Let’s say you are involved in a litigation (court) process to address a parenting dispute and it looks like that train is careening out of control.

You can’t foresee using mediation or collaborative law because either you or your former partner won’t agree to this. There may be a custody/access assessment you view as unfavorable and perhaps wrong or biased or inadequate and your lawyer has likely warned you or may even be evasive about the prospects of you winning your case.

The natural tendency of most people in these situations is to entrench themselves deeper in the dispute and look for ways to further develop a strong offense while doing what they can do to close or address any incoming attacks. However, that only escalates the dispute and makes matters worse. So what can you do? Here are three options:

1. Assessment Critique:

In view of a custody/access assessment which you take issue with, you can seek an assessment critique. An assessment critique is not an opportunity for another assessor to reevaluate your entire case. An assessment critique should be restricted to reading the assessment only and then providing feedback by reviewing aspect of the assessment against known standards of practice for conducting such assessments.

Most often when a parent or lawyer seeks an assessment critique they are also looking for the author of the critique to absolutely find fault with something which may be used as a wedge issue to undermine the validity of the recommendations. However, it is vital for parents to know that most assessment critiques hold very little sway in the context of a court trial. More often, the person providing the critique is viewed as nothing more than a hired gun by the courts, thus undermining the credibility of the critique and the service provider.

• SOURCE DATA:
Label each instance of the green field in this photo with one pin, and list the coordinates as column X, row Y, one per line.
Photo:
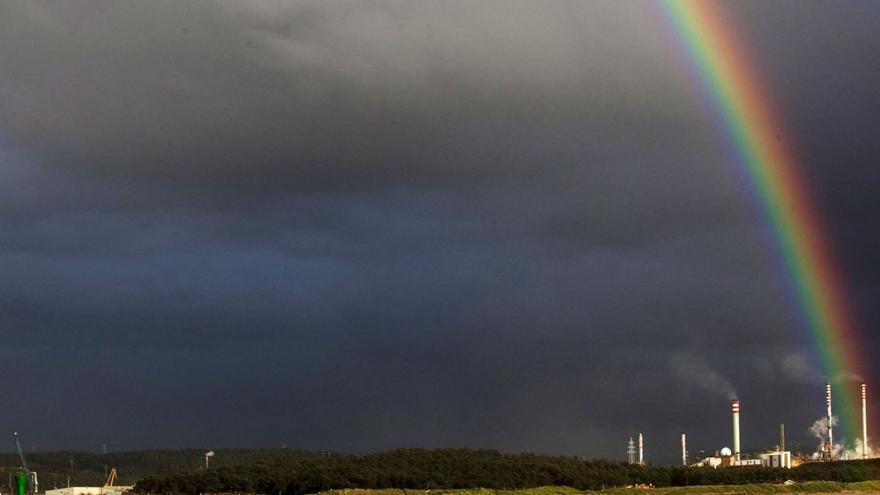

• REQUIREMENTS:
a – In the article on parenting disputes in court, translate this sentence into Spanish: "An assessment critique is not an opportunity for another assessor to reevaluate your entire case."
b – Pick up the article on parenting disputes in court right after its last sentence and carry it on.

• TASK-BY-TASK ANSWERS:
a – Una crítica de evaluación no es una oportunidad para que otro evaluador vuelva a evaluar todo su caso.

b –
I do provide assessment critiques, but only in a closed context. This means I will consult to the parent or lawyer concerning matters regarding the assessment, but I will not write a report or attend at court. The value of this exercise is in helping the parent or lawyer in their cross examination of the assessor if issues are found within the assessment. The other value of the exercise may be bringing the reality of the situation home to the dissatisfied parent. I have conducted some 40 to 50 assessment critiques. Statistically most assessments that I have critiqued meet the standards of practice and the recommendations are within a reasonable range. About 10% had notable issues of a serious nature. My findings have helped parents determine settlement.

2. Separation Coach:

Just as almost all athletes have a coach to help them improve their game, so too can separating parents have coaches. The separation coach can help a parent review their strategy for managing conflict and facilitate that parent’s communication skills in view of issues arising between parents. Because this is also a closed process (not open to the courts or other parent) you can openly explore issues originating with yourself or the other parent and develop strategies to address those issues which may impact on determining your settlement.

3. Lawyer-Assisted Mediation:

Even in the throes of litigation it doesn’t mean that both parents and lawyers can’t get together to still try and come to an agreement. While traditional mediation (without lawyers) and collaborative law may be off the table, lawyer-assisted mediation provides for your sense of safety/security knowing your lawyer is still there to protect your interests in a discussion process with an experienced facilitator. To add, assuming the mediator has knowledge in the area of dispute, then the mediator may be able to bring in alternative solutions to increase the range of opportunities for settlement. This too is a closed process meaning you can talk more freely without the risk of what is said being used in the court process.

My goal in providing the above strategies is to help people out of the adversarial process, a process known to actual perpetuate conflict. This is also with the knowledge that parental conflict alone is the best indicator for the outcome of the children. The greater the parental conflict, the greater the risk of behavioral problems, drug and alcohol problems, academic failure, early onset sexual behavior and mental health problems for the children throughout their lives.

If your parenting dispute is at court or even at risk of going to court and you feel it is careening out of control and you want to get things back on track, then do consider these options. The downside is low and the upside may very well be your time, money, your life-long relationship with your child and your child’s well-being. It’s up to you. I’m here.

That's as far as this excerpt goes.